(THE EXERCISE):
Reproduce the entries word for word from their very first line through the line containing "227 77 L 227", including both of those lines.

[Entries taken from a collection]

---*---

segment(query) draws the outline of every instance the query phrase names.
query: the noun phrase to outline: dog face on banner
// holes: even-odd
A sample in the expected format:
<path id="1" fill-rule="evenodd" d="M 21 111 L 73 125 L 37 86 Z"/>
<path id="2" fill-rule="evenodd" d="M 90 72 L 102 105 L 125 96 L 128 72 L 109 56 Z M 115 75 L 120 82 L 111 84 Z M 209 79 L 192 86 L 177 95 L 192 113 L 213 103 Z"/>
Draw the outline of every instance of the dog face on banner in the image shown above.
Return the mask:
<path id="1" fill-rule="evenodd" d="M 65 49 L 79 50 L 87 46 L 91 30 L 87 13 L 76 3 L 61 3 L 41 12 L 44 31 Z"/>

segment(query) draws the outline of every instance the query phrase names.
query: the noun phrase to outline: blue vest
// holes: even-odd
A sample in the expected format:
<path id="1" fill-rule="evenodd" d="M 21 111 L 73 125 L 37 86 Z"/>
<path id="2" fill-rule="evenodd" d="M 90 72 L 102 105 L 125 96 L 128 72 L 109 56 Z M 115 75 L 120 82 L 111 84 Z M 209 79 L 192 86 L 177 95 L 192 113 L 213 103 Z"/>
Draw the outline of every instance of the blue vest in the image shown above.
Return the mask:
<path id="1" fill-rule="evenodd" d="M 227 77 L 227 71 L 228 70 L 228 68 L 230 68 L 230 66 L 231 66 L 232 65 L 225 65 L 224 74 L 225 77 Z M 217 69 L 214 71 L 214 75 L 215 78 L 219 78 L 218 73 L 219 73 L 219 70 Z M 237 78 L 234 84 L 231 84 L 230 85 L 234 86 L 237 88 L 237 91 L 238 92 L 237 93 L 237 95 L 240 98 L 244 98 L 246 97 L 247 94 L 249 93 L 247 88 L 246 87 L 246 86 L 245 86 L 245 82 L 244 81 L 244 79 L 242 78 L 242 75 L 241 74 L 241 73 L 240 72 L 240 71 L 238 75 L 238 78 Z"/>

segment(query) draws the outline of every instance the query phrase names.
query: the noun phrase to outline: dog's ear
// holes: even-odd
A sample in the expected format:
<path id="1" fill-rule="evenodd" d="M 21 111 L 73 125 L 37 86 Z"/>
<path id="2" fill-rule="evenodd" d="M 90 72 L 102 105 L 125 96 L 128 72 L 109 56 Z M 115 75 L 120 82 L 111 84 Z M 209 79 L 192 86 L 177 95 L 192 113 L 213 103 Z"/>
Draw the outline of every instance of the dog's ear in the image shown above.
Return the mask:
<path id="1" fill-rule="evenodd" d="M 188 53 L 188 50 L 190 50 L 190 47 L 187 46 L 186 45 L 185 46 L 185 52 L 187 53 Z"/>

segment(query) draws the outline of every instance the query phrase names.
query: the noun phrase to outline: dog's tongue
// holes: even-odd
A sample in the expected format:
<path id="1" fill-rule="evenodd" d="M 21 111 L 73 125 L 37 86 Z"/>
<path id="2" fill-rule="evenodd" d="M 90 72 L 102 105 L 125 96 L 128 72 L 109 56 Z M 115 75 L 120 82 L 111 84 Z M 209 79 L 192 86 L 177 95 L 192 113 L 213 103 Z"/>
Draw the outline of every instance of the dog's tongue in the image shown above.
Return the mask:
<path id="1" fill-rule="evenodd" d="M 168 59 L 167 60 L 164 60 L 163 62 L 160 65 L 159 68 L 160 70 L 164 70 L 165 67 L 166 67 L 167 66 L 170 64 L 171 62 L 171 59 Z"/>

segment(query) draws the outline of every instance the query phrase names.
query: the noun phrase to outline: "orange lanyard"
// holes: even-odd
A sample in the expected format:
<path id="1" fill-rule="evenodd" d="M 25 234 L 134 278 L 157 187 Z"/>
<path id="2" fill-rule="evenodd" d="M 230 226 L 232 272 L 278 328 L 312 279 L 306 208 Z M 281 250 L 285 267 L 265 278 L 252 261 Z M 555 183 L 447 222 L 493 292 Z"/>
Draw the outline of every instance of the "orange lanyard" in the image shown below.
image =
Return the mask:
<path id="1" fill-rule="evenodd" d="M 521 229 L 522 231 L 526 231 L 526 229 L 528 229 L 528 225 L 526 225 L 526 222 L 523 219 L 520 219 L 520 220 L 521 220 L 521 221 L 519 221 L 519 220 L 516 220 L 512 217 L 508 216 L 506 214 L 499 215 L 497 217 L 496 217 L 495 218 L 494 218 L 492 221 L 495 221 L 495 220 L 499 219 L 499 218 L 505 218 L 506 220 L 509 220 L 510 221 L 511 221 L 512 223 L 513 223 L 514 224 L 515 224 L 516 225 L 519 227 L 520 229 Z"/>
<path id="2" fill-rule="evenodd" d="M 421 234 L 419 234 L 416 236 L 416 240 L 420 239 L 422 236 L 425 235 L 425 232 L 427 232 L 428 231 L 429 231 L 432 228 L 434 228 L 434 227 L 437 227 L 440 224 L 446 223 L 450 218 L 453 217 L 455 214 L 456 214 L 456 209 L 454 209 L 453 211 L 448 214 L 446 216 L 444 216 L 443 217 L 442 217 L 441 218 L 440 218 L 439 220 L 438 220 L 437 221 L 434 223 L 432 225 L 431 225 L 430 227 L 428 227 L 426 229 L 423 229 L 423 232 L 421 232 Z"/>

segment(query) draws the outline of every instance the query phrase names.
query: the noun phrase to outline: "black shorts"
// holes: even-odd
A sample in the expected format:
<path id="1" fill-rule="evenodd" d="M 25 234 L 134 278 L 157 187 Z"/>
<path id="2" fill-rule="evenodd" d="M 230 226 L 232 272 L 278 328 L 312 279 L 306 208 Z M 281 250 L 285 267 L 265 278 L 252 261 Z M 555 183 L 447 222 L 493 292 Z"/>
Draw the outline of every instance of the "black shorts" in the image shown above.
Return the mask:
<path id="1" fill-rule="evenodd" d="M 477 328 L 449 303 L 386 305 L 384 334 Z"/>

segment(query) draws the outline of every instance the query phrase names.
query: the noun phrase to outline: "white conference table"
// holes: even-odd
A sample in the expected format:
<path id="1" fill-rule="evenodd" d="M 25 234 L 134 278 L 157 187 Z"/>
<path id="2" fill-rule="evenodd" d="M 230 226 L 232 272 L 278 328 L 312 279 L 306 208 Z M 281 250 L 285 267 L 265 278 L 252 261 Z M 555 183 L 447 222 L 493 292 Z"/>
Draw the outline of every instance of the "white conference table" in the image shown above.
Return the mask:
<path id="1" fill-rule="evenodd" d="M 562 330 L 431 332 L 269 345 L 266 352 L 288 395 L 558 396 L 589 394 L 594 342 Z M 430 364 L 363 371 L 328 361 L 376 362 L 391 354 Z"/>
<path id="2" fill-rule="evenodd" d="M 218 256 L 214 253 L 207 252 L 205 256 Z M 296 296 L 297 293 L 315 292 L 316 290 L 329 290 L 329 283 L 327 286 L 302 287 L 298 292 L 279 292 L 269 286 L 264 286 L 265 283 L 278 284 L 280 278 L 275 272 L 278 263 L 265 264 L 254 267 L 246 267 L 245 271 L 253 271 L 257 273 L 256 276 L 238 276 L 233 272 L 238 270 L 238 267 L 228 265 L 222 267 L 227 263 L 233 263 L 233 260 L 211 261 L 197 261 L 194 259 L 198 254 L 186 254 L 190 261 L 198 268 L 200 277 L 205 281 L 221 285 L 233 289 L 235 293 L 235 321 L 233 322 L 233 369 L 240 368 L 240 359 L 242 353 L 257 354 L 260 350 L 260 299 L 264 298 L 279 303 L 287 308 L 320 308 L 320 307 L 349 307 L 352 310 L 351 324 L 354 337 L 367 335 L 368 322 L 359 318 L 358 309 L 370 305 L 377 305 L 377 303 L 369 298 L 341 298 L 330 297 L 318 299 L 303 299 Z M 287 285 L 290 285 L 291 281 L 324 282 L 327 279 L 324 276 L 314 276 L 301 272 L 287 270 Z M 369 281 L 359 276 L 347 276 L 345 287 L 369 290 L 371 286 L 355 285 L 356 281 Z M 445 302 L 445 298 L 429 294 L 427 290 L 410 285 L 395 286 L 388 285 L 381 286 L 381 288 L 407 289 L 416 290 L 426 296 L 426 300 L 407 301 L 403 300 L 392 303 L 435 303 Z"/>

---*---

(CORRECT RESPONSE):
segment(query) draws the outline of every instance the query phrase names.
query: the noun phrase to outline: dog face on banner
// holes: even-odd
A sample in the expected format:
<path id="1" fill-rule="evenodd" d="M 21 111 L 73 125 L 37 86 Z"/>
<path id="2" fill-rule="evenodd" d="M 90 72 L 102 105 L 125 96 L 128 72 L 109 56 Z M 115 75 L 120 82 L 111 84 Z M 209 79 L 192 86 L 177 95 L 192 113 L 213 103 Z"/>
Draw the outline of every instance of the dog face on banner in the image shown above.
Return the mask:
<path id="1" fill-rule="evenodd" d="M 65 49 L 79 50 L 87 46 L 91 30 L 87 13 L 76 3 L 61 3 L 41 12 L 44 31 Z"/>

segment(query) draws the outline of every instance the query phrase names.
query: the noun phrase to outline: blue vest
// holes: even-odd
A sample in the expected format:
<path id="1" fill-rule="evenodd" d="M 21 111 L 73 125 L 37 86 Z"/>
<path id="2" fill-rule="evenodd" d="M 90 72 L 102 105 L 125 96 L 128 72 L 109 56 Z M 115 75 L 120 82 L 111 84 Z M 209 79 L 192 86 L 177 95 L 192 113 L 213 103 Z"/>
Draw the outline of every instance of the blue vest in the image shown above.
Return the mask:
<path id="1" fill-rule="evenodd" d="M 227 77 L 227 71 L 228 70 L 228 68 L 230 68 L 230 66 L 231 66 L 232 65 L 225 65 L 224 74 L 225 77 Z M 217 69 L 214 71 L 214 75 L 215 78 L 219 78 L 218 73 L 219 73 L 219 70 Z M 237 78 L 234 84 L 231 84 L 230 85 L 234 86 L 237 88 L 237 91 L 238 92 L 237 93 L 237 95 L 240 98 L 244 98 L 246 97 L 247 94 L 249 93 L 247 88 L 246 87 L 246 86 L 245 86 L 245 82 L 244 81 L 244 79 L 242 78 L 242 75 L 241 74 L 241 73 L 240 72 L 240 71 L 238 75 L 238 78 Z"/>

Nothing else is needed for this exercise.